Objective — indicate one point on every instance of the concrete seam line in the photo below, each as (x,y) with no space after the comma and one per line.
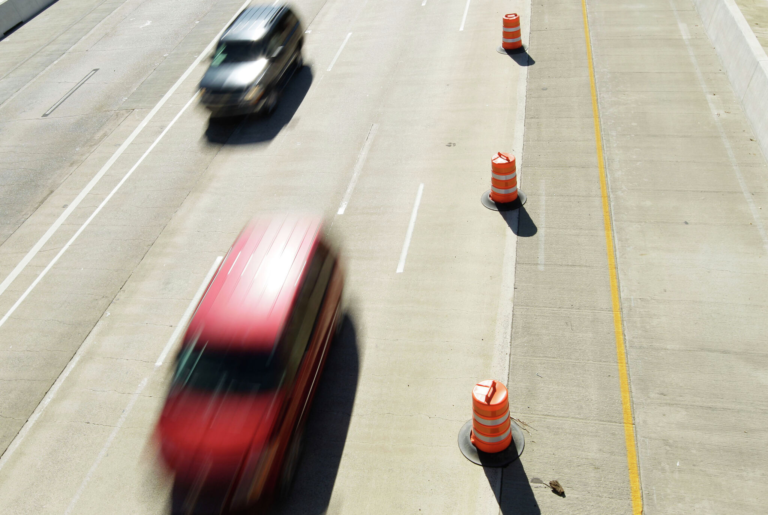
(361,158)
(189,312)
(621,353)
(339,52)
(464,19)
(57,37)
(727,144)
(740,41)
(92,183)
(107,445)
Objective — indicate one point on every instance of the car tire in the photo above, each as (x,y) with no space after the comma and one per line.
(290,464)
(271,104)
(298,61)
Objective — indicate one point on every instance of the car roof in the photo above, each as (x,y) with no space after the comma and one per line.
(250,298)
(252,24)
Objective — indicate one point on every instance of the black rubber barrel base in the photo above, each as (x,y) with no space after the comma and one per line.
(504,51)
(507,206)
(496,459)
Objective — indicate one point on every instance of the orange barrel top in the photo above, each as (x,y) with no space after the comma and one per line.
(490,399)
(511,20)
(503,163)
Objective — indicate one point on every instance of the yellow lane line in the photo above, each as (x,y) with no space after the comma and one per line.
(626,399)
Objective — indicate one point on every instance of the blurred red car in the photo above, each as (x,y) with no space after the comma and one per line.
(248,368)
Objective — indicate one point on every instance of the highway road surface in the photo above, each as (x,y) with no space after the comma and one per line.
(624,305)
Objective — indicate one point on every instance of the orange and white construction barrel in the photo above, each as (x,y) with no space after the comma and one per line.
(504,193)
(491,438)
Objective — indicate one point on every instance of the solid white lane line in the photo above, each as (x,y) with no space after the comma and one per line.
(464,19)
(76,202)
(70,92)
(542,222)
(404,253)
(189,312)
(107,445)
(93,215)
(339,52)
(358,168)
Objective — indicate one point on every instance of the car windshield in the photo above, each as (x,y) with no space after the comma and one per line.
(201,368)
(237,52)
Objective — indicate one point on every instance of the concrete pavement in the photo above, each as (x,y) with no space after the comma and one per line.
(436,102)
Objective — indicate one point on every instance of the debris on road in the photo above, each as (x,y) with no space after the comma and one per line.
(557,487)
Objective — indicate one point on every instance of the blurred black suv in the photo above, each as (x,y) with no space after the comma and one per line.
(256,56)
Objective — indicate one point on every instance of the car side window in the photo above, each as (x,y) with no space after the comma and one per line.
(310,297)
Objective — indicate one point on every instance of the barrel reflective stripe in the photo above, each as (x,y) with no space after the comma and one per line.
(504,177)
(510,190)
(492,439)
(491,422)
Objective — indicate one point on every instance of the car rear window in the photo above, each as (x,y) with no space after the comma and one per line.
(238,52)
(215,370)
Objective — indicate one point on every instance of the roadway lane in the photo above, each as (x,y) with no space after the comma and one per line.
(42,152)
(125,42)
(383,435)
(687,187)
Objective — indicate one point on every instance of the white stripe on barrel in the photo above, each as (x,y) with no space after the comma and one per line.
(503,192)
(492,439)
(491,422)
(504,177)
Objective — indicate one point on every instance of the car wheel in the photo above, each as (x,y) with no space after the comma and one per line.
(298,61)
(271,104)
(291,464)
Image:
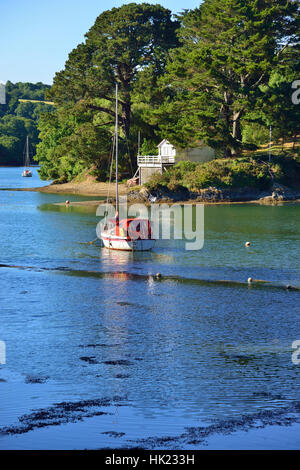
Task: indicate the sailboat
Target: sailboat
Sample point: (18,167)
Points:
(26,171)
(131,234)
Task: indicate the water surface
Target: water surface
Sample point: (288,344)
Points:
(84,323)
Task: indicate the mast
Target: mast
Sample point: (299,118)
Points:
(27,161)
(116,132)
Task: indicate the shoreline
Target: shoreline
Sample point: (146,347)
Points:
(210,196)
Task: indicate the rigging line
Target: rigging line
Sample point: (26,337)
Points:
(129,154)
(110,171)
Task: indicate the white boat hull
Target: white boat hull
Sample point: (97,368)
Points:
(122,243)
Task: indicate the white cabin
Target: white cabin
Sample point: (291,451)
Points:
(150,164)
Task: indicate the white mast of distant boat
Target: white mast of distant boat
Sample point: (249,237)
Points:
(26,171)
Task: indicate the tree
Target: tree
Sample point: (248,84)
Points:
(121,44)
(229,50)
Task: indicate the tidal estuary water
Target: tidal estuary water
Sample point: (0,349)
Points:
(101,354)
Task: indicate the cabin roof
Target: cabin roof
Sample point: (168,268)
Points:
(165,141)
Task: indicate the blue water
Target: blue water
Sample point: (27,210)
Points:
(195,352)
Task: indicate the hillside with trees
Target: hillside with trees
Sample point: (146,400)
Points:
(19,119)
(220,74)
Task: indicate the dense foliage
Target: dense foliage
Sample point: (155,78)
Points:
(250,172)
(19,120)
(220,74)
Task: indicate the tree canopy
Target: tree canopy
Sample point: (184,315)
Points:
(220,73)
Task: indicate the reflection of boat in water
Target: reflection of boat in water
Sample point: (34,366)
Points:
(27,172)
(126,234)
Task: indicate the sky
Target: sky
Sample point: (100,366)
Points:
(36,36)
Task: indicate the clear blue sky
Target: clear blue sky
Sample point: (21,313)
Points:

# # # #

== How to complete this task ==
The requested lines run from the one with "Task: indicate the clear blue sky" through the last line of the records. Return them exactly.

== Your response ==
Task: indicate the clear blue sky
Target: clear blue sky
Sample point: (21,313)
Points:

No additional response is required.